Given task:
Please list each line in the items below that contains the word "segment", copying every such line in full.

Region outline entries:

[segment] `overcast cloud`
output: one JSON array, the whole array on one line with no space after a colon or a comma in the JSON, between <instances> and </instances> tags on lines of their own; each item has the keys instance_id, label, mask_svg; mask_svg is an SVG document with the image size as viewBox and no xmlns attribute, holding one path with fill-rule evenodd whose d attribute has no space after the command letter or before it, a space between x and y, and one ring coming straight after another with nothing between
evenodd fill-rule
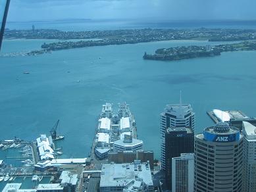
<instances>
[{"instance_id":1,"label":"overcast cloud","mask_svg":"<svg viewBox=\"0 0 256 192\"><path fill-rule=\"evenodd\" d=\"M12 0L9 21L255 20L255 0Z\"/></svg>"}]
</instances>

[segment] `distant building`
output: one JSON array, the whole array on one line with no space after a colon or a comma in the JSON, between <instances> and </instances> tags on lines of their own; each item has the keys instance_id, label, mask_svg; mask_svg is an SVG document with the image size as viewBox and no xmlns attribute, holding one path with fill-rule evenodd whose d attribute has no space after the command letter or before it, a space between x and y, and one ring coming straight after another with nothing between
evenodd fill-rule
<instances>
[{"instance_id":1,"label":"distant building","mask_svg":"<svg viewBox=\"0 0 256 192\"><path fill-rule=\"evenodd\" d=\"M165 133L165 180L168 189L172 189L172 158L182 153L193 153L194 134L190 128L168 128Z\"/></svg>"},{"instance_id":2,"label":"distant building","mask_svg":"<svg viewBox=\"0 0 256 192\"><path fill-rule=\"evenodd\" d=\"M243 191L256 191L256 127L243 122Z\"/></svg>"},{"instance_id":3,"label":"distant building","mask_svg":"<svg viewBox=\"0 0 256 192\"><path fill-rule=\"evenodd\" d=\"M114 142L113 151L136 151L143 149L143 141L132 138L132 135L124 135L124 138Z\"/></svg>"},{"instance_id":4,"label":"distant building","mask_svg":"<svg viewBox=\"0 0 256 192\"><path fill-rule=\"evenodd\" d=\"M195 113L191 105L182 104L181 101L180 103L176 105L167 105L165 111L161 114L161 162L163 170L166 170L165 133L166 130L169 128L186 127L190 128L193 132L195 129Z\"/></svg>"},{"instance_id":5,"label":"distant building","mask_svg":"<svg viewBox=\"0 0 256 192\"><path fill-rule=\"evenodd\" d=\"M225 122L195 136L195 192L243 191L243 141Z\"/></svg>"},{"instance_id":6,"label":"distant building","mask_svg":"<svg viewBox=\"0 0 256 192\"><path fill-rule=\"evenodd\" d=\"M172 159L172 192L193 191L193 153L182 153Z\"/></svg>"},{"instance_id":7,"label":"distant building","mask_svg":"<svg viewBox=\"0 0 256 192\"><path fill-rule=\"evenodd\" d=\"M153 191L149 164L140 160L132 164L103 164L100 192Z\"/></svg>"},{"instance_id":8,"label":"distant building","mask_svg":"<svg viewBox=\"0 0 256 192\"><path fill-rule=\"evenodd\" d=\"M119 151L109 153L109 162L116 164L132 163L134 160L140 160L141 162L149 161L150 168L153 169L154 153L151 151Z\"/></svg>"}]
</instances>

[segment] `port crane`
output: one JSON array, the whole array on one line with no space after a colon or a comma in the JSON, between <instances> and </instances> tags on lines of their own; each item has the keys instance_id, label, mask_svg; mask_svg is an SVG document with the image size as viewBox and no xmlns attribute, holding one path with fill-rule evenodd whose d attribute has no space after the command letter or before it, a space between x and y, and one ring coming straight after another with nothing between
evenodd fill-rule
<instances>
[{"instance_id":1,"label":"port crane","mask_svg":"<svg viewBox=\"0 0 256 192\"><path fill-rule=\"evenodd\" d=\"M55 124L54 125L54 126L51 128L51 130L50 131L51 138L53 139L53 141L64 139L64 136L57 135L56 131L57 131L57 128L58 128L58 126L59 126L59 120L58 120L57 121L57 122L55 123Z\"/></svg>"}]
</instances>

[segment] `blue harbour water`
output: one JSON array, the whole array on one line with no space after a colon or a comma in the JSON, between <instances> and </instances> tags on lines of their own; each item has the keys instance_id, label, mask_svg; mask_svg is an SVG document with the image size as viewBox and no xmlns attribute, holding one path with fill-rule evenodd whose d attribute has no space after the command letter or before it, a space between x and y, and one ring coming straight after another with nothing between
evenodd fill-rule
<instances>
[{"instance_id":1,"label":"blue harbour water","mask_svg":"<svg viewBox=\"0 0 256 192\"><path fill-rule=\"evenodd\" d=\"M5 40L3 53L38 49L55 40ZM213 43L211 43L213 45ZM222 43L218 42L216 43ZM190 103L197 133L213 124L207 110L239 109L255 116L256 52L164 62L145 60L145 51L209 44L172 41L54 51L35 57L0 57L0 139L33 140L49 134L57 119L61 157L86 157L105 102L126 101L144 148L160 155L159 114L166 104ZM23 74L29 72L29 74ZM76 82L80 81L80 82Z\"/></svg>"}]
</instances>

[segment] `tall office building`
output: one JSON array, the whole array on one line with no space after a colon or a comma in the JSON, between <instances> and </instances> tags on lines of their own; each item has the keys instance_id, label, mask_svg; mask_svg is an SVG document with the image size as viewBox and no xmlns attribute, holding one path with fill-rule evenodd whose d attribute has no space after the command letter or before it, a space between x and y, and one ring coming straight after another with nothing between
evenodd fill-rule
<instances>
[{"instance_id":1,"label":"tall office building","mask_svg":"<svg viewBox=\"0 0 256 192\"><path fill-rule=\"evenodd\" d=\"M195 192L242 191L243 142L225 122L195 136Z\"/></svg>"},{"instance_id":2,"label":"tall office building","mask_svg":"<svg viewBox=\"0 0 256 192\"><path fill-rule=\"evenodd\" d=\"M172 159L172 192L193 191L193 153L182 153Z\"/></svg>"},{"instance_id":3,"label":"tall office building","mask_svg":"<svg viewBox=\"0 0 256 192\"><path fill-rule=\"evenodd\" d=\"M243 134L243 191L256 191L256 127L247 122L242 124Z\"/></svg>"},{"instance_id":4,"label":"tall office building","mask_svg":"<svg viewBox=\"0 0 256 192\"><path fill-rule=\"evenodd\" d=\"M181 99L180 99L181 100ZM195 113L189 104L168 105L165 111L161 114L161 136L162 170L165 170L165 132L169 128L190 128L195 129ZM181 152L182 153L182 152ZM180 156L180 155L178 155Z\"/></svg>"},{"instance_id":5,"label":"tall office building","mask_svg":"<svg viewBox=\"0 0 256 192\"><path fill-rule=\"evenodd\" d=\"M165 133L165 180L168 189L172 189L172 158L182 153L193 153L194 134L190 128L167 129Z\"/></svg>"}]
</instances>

Written answer:
[segment] `overcast cloud`
[segment] `distant building`
[segment] `port crane`
[segment] `blue harbour water`
[segment] `tall office building`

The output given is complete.